**Aufgabenstellung:**
1. In welchem Jahr erhielten die Portugiesen laut dem Auszug die Erlaubnis, eine Niederlassung in Macao zu gründen?
2. Schreiben Sie aus dem Auszug die Passage ab, die bei den Worten „Sogar Kanton in“ beginnt, und enden Sie nach „Macao zu gründen.“.
3. Nennen Sie sämtliche Jahreszahlen, die im Auszug vorkommen.

**Vorliegender Auszug:**
□ □ □ □

Dennoch waren die Portugiesen noch lange nicht in einer wirklich vorteilhaften Position; sie waren nur eine kleine Gruppe von Händlern, die mit vielen anderen in Konkurrenz stand. Dazu kam, dass die örtlichen muslimischen Prinzen überaus mächtig waren, da die meisten Gebiete Indiens unter der Herrschaft der mächtigen Mughal Kaiser standen.

Von der Westküste weiteten die Portugiesen ihre Interessen zum östlichen Indien aus, und eroberten in den Jahren 1511 bis 1513 die Region Malacca, was ihnen die Kontrolle über die gleichnamige Meerenge gab, durch die aller Handel vom Fernen Osten nach Indien gehen musste. Schließlich erreichten sie die Molukken, die eigentlichen Gewürzinseln, wo sie einen Vertrag mit dem Sultan von Ternate abschlossen, der ihnen das Monopol über den Handel mit der Gewürznelke verschaffte und ihnen überdies den Bau eines befestigten Lagerhauses erlaubte.
Sogar Kanton in China wurde zu dieser Zeit erreicht, aber die Portugiesen waren nicht besonders willkommen. Erst 1556 wurde ihnen erlaubt, eine Niederlassung in Macao zu gründen.

6.2. Portugiesische Siedlungen im Fernen Osten

Die Position der Portugiesen im Osten war sehr unterschiedlich zu ihrer Rolle in Amerika. Sie kamen nicht als Eroberer und mussten mit dem mächtigen Mughal Imperium und den muslimischen Prinzen konkurrieren, die ebenfalls in dieser Zeit ihren Einflussbereich ausweiteten. Die portugiesische Krone versuchte darum, in erster Linie den Seehandel zu fördern und eine Reihe kleinerer Stützpunkte zu schaffen, die den Seehandel unterstützen konnten.

□ □ □ □

**Bereitgestellte Zeilen:**
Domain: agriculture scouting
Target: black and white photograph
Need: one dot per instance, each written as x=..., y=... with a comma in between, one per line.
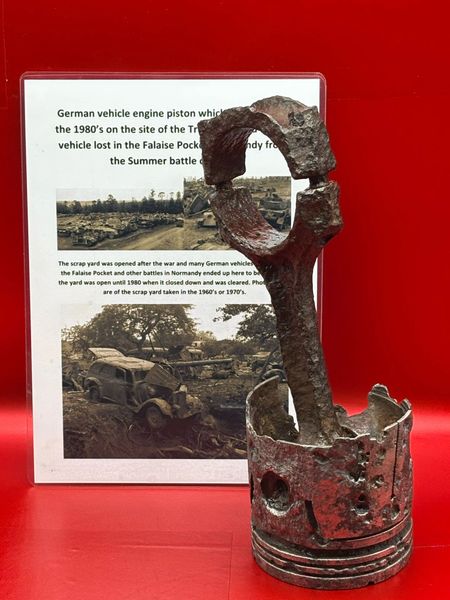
x=159, y=219
x=163, y=381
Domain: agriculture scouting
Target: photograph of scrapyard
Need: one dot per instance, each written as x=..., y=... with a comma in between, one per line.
x=160, y=220
x=164, y=381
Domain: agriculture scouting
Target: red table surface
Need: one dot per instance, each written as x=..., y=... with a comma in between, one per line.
x=187, y=543
x=386, y=282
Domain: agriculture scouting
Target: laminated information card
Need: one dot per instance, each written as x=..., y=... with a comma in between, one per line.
x=146, y=331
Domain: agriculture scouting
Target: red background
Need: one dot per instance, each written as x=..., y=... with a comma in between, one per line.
x=386, y=278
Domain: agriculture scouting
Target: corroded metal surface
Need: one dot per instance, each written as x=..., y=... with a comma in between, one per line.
x=331, y=500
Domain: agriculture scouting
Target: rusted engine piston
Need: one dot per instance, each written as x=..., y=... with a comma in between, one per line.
x=331, y=499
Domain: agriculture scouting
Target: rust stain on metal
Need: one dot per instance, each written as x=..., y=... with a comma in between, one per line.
x=331, y=501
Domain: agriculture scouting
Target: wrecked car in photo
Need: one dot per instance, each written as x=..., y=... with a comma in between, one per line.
x=149, y=389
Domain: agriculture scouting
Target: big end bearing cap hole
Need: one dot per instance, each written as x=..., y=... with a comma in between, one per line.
x=275, y=491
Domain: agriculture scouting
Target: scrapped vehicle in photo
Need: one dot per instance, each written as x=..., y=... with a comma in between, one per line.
x=149, y=389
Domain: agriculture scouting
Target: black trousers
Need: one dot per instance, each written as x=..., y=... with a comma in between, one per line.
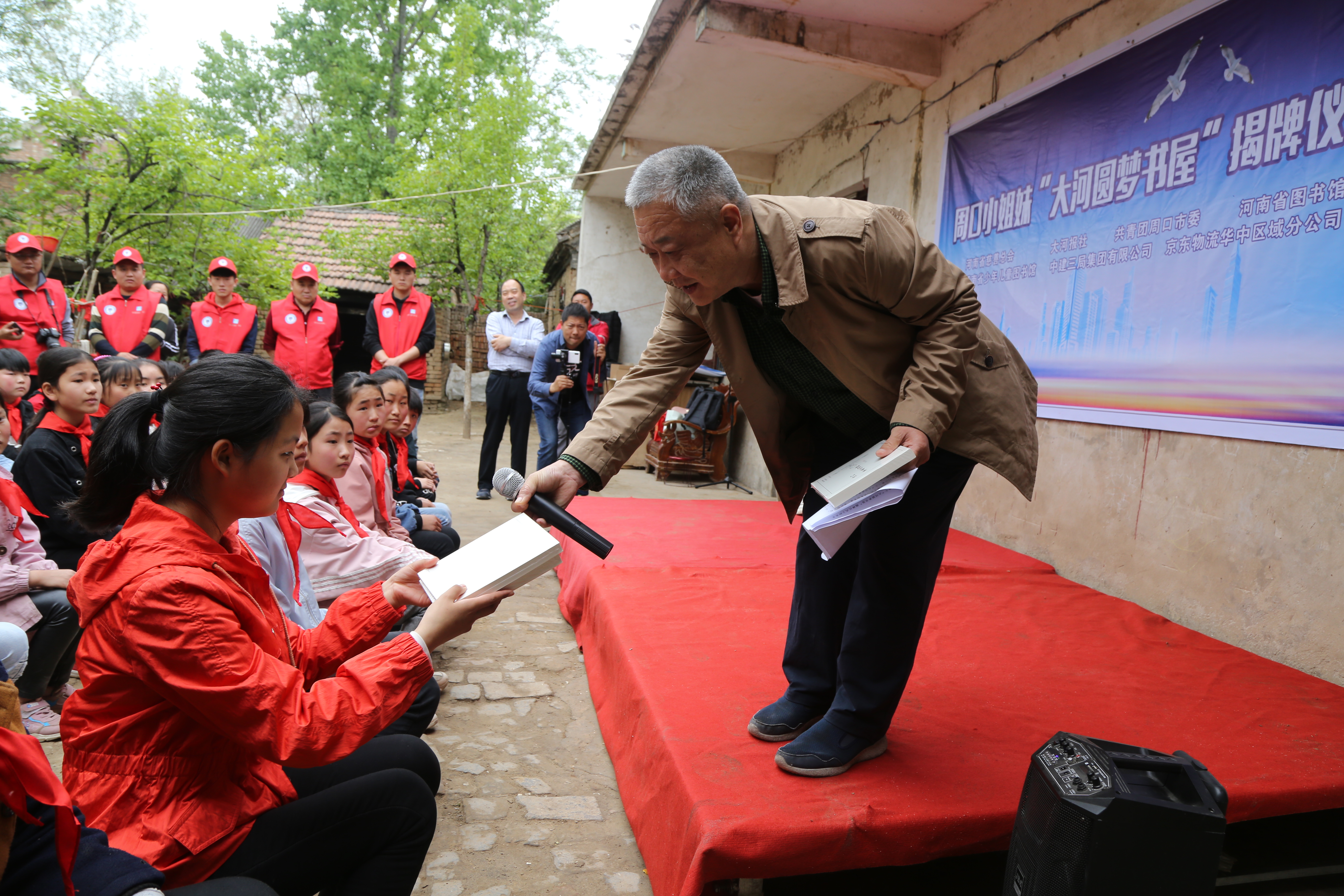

□ □ □ □

**Lösungen:**
1. 1556

2.
Sogar Kanton in China wurde zu dieser Zeit erreicht, aber die Portugiesen waren nicht besonders willkommen. Erst 1556 wurde ihnen erlaubt, eine Niederlassung in Macao zu gründen.

3. 1511, 1513, 1556